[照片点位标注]
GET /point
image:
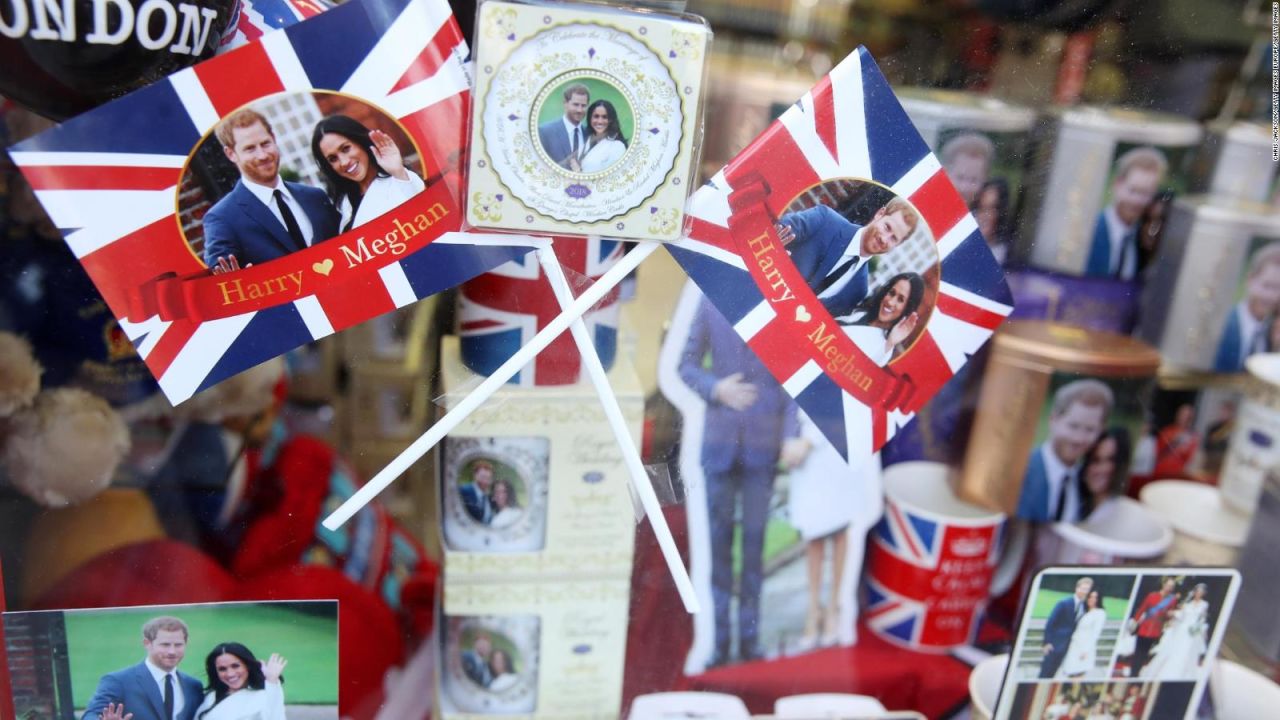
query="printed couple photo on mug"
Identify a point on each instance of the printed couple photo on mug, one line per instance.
(1116, 642)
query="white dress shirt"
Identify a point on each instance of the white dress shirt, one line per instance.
(1249, 328)
(851, 250)
(1116, 233)
(178, 701)
(266, 195)
(568, 128)
(1055, 470)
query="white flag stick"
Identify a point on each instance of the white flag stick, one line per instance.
(613, 413)
(489, 386)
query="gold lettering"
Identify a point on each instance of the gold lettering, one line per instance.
(227, 297)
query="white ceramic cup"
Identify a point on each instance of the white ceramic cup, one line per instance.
(1206, 532)
(1119, 531)
(1240, 693)
(984, 683)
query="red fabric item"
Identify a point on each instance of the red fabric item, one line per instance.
(370, 639)
(160, 572)
(307, 479)
(661, 634)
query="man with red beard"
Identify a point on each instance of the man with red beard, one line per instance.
(263, 217)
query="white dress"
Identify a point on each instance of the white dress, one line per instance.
(1082, 652)
(1176, 655)
(826, 495)
(600, 155)
(266, 703)
(383, 195)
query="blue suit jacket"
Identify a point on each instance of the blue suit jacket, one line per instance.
(822, 236)
(1033, 502)
(1230, 349)
(753, 436)
(1061, 624)
(556, 141)
(141, 696)
(240, 224)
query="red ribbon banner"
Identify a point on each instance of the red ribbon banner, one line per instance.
(816, 332)
(368, 249)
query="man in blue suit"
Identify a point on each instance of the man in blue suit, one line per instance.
(1247, 327)
(263, 217)
(1060, 625)
(750, 424)
(1114, 251)
(1051, 482)
(475, 495)
(565, 136)
(832, 253)
(152, 689)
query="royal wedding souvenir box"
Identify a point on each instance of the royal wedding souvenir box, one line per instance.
(531, 484)
(540, 650)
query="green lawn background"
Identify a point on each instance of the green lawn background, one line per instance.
(101, 642)
(554, 104)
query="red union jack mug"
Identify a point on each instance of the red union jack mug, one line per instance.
(933, 561)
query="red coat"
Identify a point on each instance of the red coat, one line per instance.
(1151, 621)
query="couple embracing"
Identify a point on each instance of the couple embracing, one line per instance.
(240, 686)
(265, 217)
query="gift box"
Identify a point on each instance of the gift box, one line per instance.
(501, 516)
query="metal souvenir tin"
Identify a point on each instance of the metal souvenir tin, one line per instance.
(1069, 180)
(1027, 358)
(1255, 447)
(1235, 162)
(1097, 304)
(1255, 616)
(1210, 253)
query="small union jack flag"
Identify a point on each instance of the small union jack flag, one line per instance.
(502, 310)
(849, 126)
(928, 582)
(109, 181)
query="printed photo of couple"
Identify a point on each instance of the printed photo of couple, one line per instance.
(1073, 625)
(1169, 630)
(1083, 449)
(986, 171)
(492, 492)
(584, 124)
(222, 661)
(1128, 227)
(1253, 323)
(1102, 701)
(488, 660)
(869, 258)
(489, 664)
(292, 171)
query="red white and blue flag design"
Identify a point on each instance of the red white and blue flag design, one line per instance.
(928, 582)
(501, 311)
(849, 126)
(109, 181)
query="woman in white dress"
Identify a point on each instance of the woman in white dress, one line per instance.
(364, 169)
(826, 500)
(242, 687)
(1082, 652)
(1184, 641)
(506, 506)
(503, 671)
(606, 142)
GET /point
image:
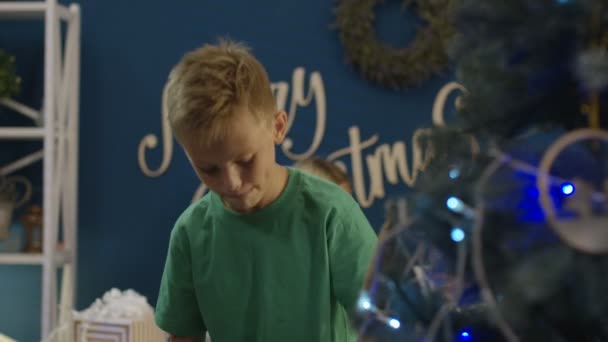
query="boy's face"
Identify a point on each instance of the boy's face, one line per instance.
(241, 167)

▸ **任务要求**
请逐字照录以上全部记录，其中的图片不予录入。

▸ **任务结果**
GET /point
image:
query="printed couple photo on mug"
Identify a point on each instance of the printed couple photo on mug, one line per instance.
(1116, 642)
query="white dress shirt"
Identify a point on each instance of the white dress shirt, one line per instance.
(1249, 328)
(851, 250)
(1116, 233)
(178, 701)
(266, 195)
(568, 128)
(1055, 470)
query="white flag stick"
Identify a point on each instance of the white flag stick, one line per instance.
(613, 413)
(489, 386)
query="gold lettering"
Identify a point on each instance of the gold lettering, one line per instance.
(227, 297)
query="white ceramic cup"
Identify a point on each instance of the white ceramic cup, one line per instance.
(1206, 532)
(1119, 531)
(1240, 693)
(984, 683)
query="red fabric item"
Identify a point on each instance of the red fabric item, one line per instance.
(370, 639)
(160, 572)
(307, 479)
(661, 634)
query="man with red beard"
Identify a point on each instance of the man with red beard, one line per instance.
(263, 217)
query="white dress"
Identify a point on each instance of the white dress, one line per instance.
(1082, 652)
(1176, 655)
(826, 495)
(600, 155)
(266, 703)
(383, 195)
query="blue suit jacket"
Identify a point on each instance of the blue suit jacket, one line per instance.
(822, 236)
(1033, 502)
(1230, 349)
(753, 436)
(1061, 624)
(556, 141)
(141, 696)
(240, 224)
query="red ribbon banner"
Identify a point on each instance of the red ribbon banner, one line per instance.
(816, 332)
(368, 249)
query="man in blue suit"
Identify a point on each instance of the man in blue suit, one line per instance.
(1247, 327)
(263, 217)
(1060, 625)
(750, 424)
(1114, 251)
(1051, 482)
(475, 495)
(565, 136)
(832, 253)
(152, 689)
query="royal wedding souvenir box"
Identify a point on each instance of the royal wedding souvenir box, one line per instance.
(531, 484)
(540, 650)
query="green lawn background"
Identify a point on each instance of the green lawn background, one line per instance.
(101, 642)
(554, 104)
query="red union jack mug"
Identify a point on each instance of the red union jack mug, one line per instance.
(933, 561)
query="red coat"
Identify a point on each instance of the red coat, one line per instance.
(1151, 621)
query="couple embracing"
Identify a point on each instance of the couple embracing, one line per instance.
(240, 686)
(265, 217)
query="gift box"
Identify a point on each instance of the gift box, one line per instance.
(501, 516)
query="metal souvenir tin"
Identify a point on each instance of the metal souvenir tin, one line per instance.
(1069, 180)
(1027, 358)
(1255, 447)
(1235, 162)
(1097, 304)
(1255, 616)
(1210, 253)
query="small union jack flag"
Identify a point on each instance of the small union jack flag, one line per instance.
(502, 310)
(849, 126)
(928, 582)
(109, 181)
query="printed photo of couple"
Identify a point on each instance of the printed photo of couple, one line per instance.
(1073, 625)
(1169, 630)
(1083, 449)
(986, 171)
(492, 492)
(584, 124)
(222, 661)
(1128, 227)
(1253, 323)
(1102, 701)
(488, 660)
(869, 258)
(489, 664)
(292, 171)
query="red white and blue flag design"
Identify a point on each instance of the red white and blue flag design, one line per instance.
(928, 582)
(501, 311)
(849, 126)
(109, 181)
query="woman in white dress"
Identify a point on each instance of the woman in white dress, one line per instance.
(364, 169)
(826, 500)
(242, 687)
(1082, 652)
(1184, 641)
(506, 506)
(503, 671)
(606, 142)
GET /point
image:
query="boy's face"
Identify a point on each instance of the boy's face, one line per instance.
(241, 167)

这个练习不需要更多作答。